AUFGABENSTELLUNG A:
Wo wurde der erste Fischadler laut dem Text über die Greifvogelstation gefunden?
AUFGABENSTELLUNG B:
Knüpfen Sie an das Ende des Textes über den Fischadler in der Greifvogelstation an und schreiben Sie ihn weiter.

Ungewöhnliche Patientengeschichten der Greifvogelstation

Ungewöhnliche Patientengeschichten der Greifvogelstation
Der «gschnäderfrässige» Fischadler
Bei dieser amüsanten Patientengeschichte aus der Greifvogelstation machte die Not den beteiligten Freiwilligen erfinderisch. Es war das Jahr 2017, als der erste Fischadler in die Greifvogelstation gebracht wurde. Er war in Finstersee im Kanton Zug flugunfähig am Boden gefunden worden und durch den Tierrettungsdienst in die Greifvogelstation gebracht worden. Wie immer, wenn ein seltener Greifvogel in die Station kommt, war es eine kleine Sensation und man wollte alles Erdenkliche tun, um dem speziellen Patienten zu helfen. Nach der standardmässigen Erstuntersuchung, der jeder Vogel nach seiner Ankunft unterzogen wird, konnten keine Verletzungen festgestellt werden und es schien, dass dem Fischadler nichts fehlte.

«Kennst du einen Fischer? Wir haben einen Fischadler auf der Station und keinen Fisch zur Hand!», mit diesen Worten wurde Claude Jaermann am Samstagmorgen von Stationsleiter Andi Lischke geweckt. Dieser befand sich auf dem Weg nach Deutschland und konnte vor Ort nicht auf den neuen Patienten reagieren. Unser Mitarbeiter kannte zwar keinen Fischer, wusste aber, dass der Volg in Neftenbach frischen Fisch im Angebot hat. Weil es dort nur Zanderfilet gab, kaufte er ein Kilo von dem edlen Fisch und brachte ihn dem seltenen Gast. Dieser aber zeigte sich äusserst gschnäderfrässig und rührte das Fischfilet nicht an. «Da muss frischer Fisch her!», entschied Andi Lischke aus der Ferne und besorgte am nächsten Tag kurzerhand aus einer Forellenzucht einige besonders stattliche Forellen. Diesen Schmaus liess sich der Fischadler dann zum Glück nicht entgehen und vertilgte in der Folge während seines Aufenthaltes einige der Forellen. Dank dieser kostbaren Diät hat sich der Patient schnell erholt und konnte bald wieder freigelassen werden. Man stellte später bei weiteren Fischadler-Patienten fest, dass sie nicht generell «picky eater» sind – nur eben dieses erste Exemplar. Aber für einen so seltenen Gast darf man schon mal eine Ausnahme machen, oder?

BEREITGESTELLTES MATERIAL:
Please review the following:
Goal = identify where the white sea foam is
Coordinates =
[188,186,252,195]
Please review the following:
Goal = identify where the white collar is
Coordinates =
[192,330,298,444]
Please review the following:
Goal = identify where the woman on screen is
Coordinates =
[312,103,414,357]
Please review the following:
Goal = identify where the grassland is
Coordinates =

--

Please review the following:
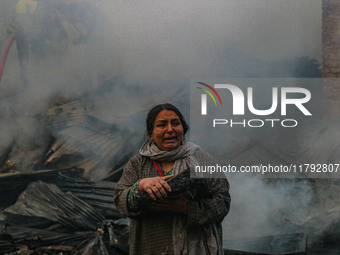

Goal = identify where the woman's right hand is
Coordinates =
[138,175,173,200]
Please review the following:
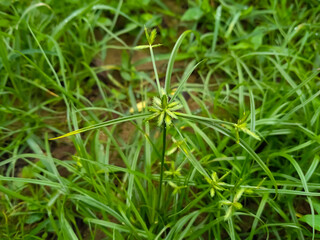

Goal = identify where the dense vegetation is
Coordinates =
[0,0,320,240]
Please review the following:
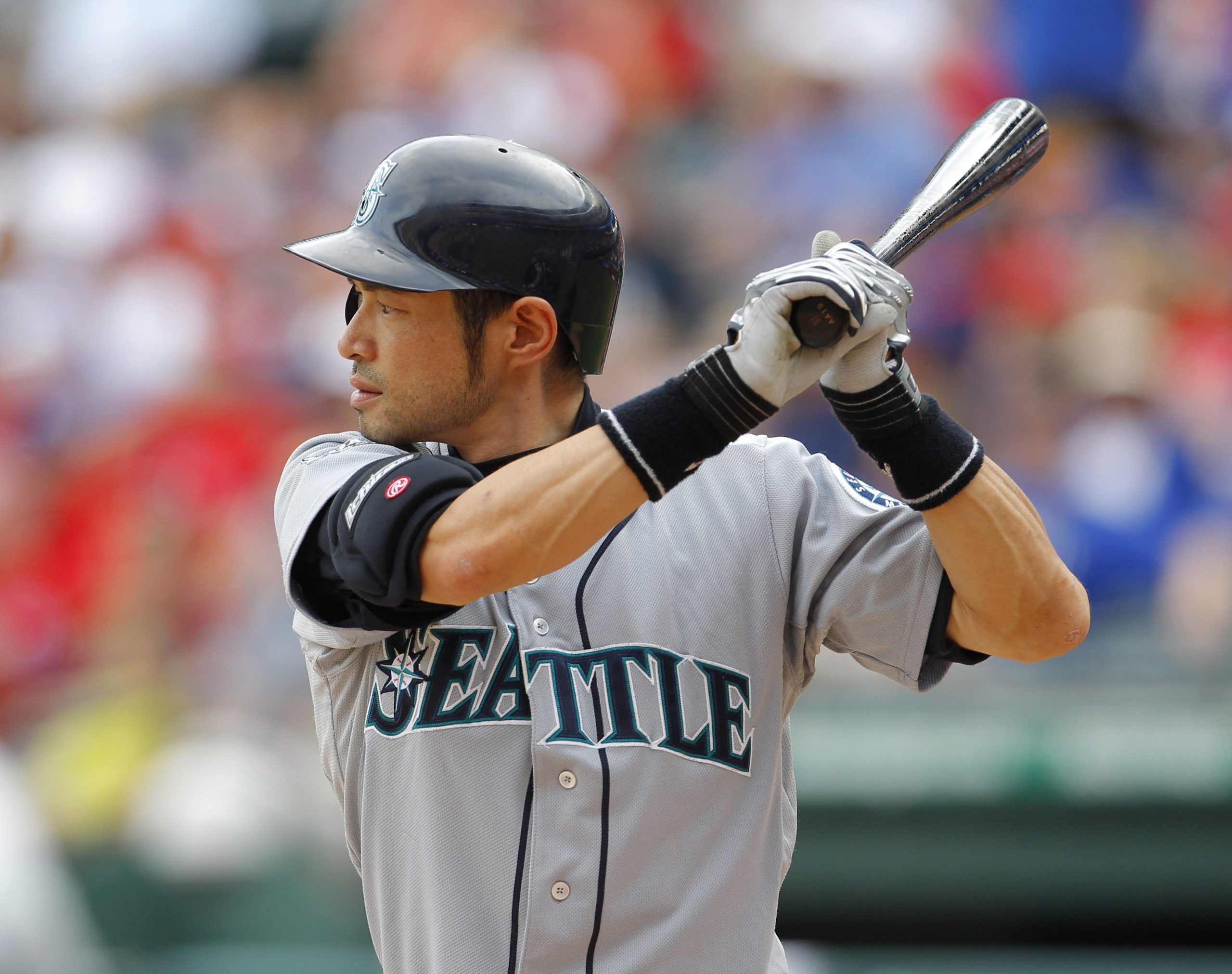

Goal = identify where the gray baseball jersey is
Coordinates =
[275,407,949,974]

--

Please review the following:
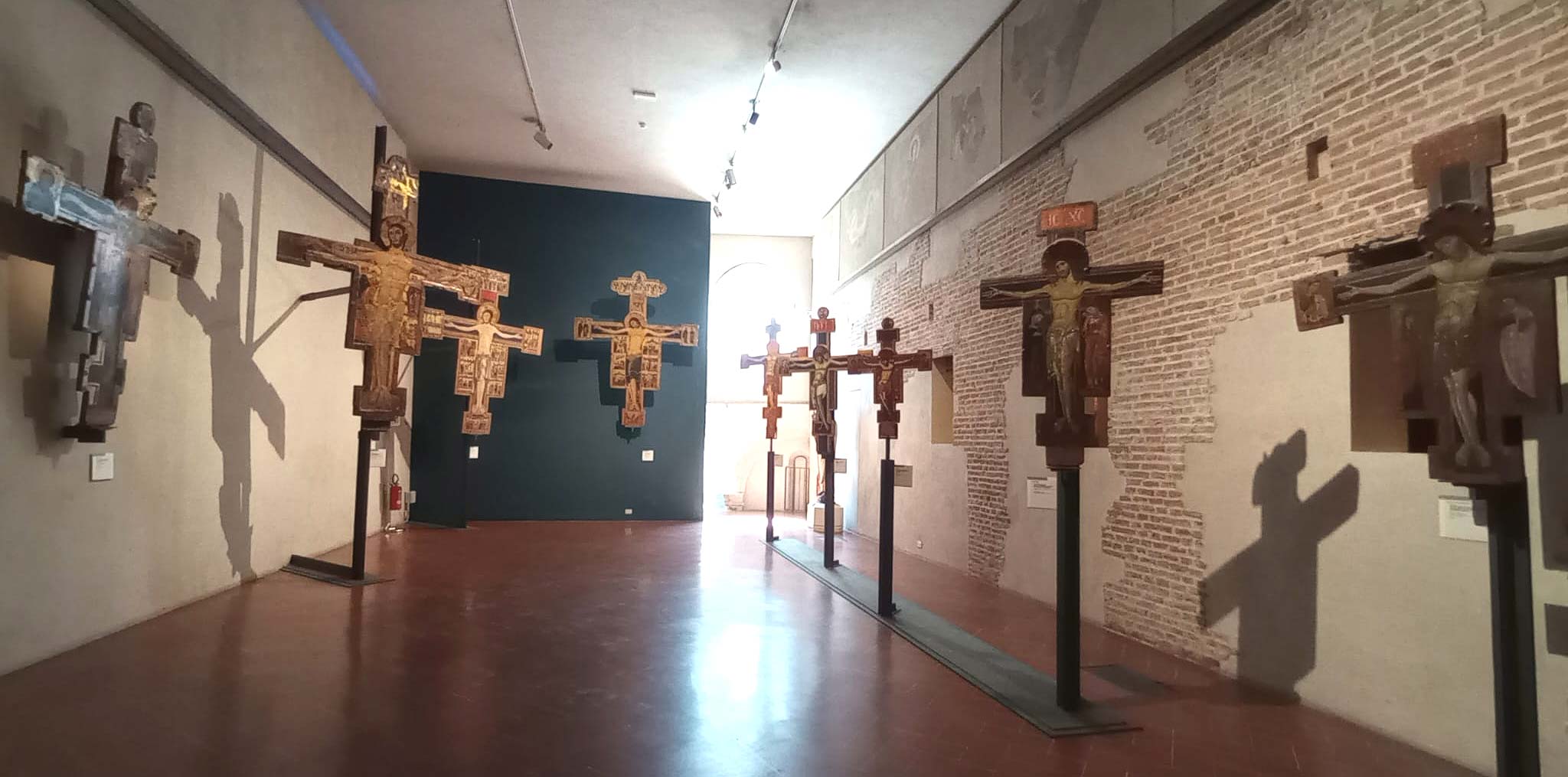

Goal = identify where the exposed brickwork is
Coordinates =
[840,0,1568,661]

ANTWORT A:
In Finstersee im Kanton Zug, flugunfähig am Boden.

ANTWORT B:
Ich bin (fast) ein Uhu
Es ist schon ein paar Jahre her. Amber Gooijer, unsere Tierpflegerin in der Greifvogelstation, hatte Wochenenddienst, als ihr kurz vor Feierabend eine sichtlich aufgeregte Person eine sehr grosse Kartonkiste in die Greifvogelstation brachte. «Da ist ein wilder Uhu drin!», teilte ihr die Retterin mit. Offensichtlich war sie von dem Greifvogel tief beeindruckt und hatte allen Mut gebraucht, um den beängstigenden Vogel einzufangen und in die Kiste zu befördern. Auch unsere Mitarbeiterin hat Respekt vor einem ausgewachsenen Uhu: Die Füsse, mit denen die Eule sich wehrt, sind mit den je vier spitzigen Krallen etwa 5 cm lang. Damit erdolchen Uhus ihre Beute in der Wildnis in Sekundenschnelle. Entsprechend wehren sich Uhus auch zuerst mit ihren Krallen. Aber auch vor dem kräftigen Schnabel sollte man Respekt haben, denn damit versuchen sie, ihre Feinde zu beissen.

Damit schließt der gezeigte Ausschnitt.